--- start of Data for this exercise ---

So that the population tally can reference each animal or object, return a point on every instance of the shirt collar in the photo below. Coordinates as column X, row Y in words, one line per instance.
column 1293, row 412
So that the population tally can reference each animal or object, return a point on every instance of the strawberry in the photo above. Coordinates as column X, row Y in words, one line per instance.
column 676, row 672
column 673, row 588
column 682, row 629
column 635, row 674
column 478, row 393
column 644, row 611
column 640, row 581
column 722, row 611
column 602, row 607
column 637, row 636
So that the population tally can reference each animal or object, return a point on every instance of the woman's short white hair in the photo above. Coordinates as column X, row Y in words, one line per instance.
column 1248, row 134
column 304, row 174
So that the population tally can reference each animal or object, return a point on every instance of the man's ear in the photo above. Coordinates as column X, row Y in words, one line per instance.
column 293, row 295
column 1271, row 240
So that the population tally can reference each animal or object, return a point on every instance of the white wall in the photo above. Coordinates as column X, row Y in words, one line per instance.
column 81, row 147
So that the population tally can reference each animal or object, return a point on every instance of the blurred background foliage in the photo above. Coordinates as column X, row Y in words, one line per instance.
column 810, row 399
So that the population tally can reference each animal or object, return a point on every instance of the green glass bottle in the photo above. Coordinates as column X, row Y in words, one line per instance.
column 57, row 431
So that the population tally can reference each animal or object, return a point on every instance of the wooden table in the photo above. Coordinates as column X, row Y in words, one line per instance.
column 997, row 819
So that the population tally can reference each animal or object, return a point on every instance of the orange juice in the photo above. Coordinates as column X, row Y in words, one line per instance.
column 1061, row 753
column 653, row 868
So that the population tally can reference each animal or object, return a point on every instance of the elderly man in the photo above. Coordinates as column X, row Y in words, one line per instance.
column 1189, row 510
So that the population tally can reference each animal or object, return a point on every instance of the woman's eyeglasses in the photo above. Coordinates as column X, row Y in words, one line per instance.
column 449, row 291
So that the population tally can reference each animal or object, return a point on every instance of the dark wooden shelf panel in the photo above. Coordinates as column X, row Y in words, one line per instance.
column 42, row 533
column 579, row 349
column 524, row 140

--- end of Data for this exercise ---

* Task brief
Your task is to repeat the data exactly; please include every line.

* Solution to the exercise
So that the population tally can reference each animal or object, return a point on every instance of the shirt collar in the photo below. Coordinates as column X, row Y in words, one line per instance.
column 1293, row 412
So that the population tally can reference each animal or object, return a point on every instance of the strawberry in the photo above. Coordinates as column X, row Y in words, one line per instance.
column 676, row 672
column 673, row 588
column 682, row 629
column 635, row 674
column 478, row 393
column 644, row 611
column 640, row 581
column 722, row 611
column 602, row 607
column 637, row 636
So that the population tally can reference each animal or object, return a point on every instance of the woman's short white hair in the photo above. Coordinates as column X, row Y in words, one line per instance.
column 1248, row 134
column 304, row 174
So that the population tally can reference each animal or object, return a point on every instance of the man's ear in the photo above. Coordinates as column X, row Y in words, one line per instance.
column 293, row 295
column 1271, row 240
So that the population tally can reference each animal or object, return a point on every instance of the white wall in the photo above. Coordinates as column X, row Y in words, one line per instance.
column 81, row 147
So that the population tally can reference each animal or object, return a point on every instance of the blurred background foliage in the photo above. Coordinates as column X, row Y in words, one line per instance.
column 810, row 399
So that the population tally can reference each animal or object, return a point on every instance of the green glass bottle in the photo above. Coordinates as column X, row Y in words, one line per instance.
column 57, row 431
So that the population tally can reference each animal or object, return a point on every instance of the wooden table in the photo above. Coordinates as column X, row Y in words, one line per instance.
column 997, row 819
So that the population tally can reference each animal or object, return a point on every instance of the orange juice in the photo above. Coordinates as column X, row Y in words, one line per instance.
column 1061, row 753
column 653, row 868
So that the population tally can reference each animal or object, return a point on every instance of the elderly man in the photo above. Coordinates as column X, row Y in words, one line per instance.
column 1189, row 510
So that the population tally can reference each animal or object, return a point on every instance of the woman's eyeglasses in the photo above. Coordinates as column X, row Y in words, one line per instance.
column 449, row 291
So that the population tally can reference each animal or object, return a point on every instance of the dark wooden shelf panel in the photo above. Coordinates as column X, row Y in words, one line per instance.
column 42, row 533
column 579, row 349
column 524, row 140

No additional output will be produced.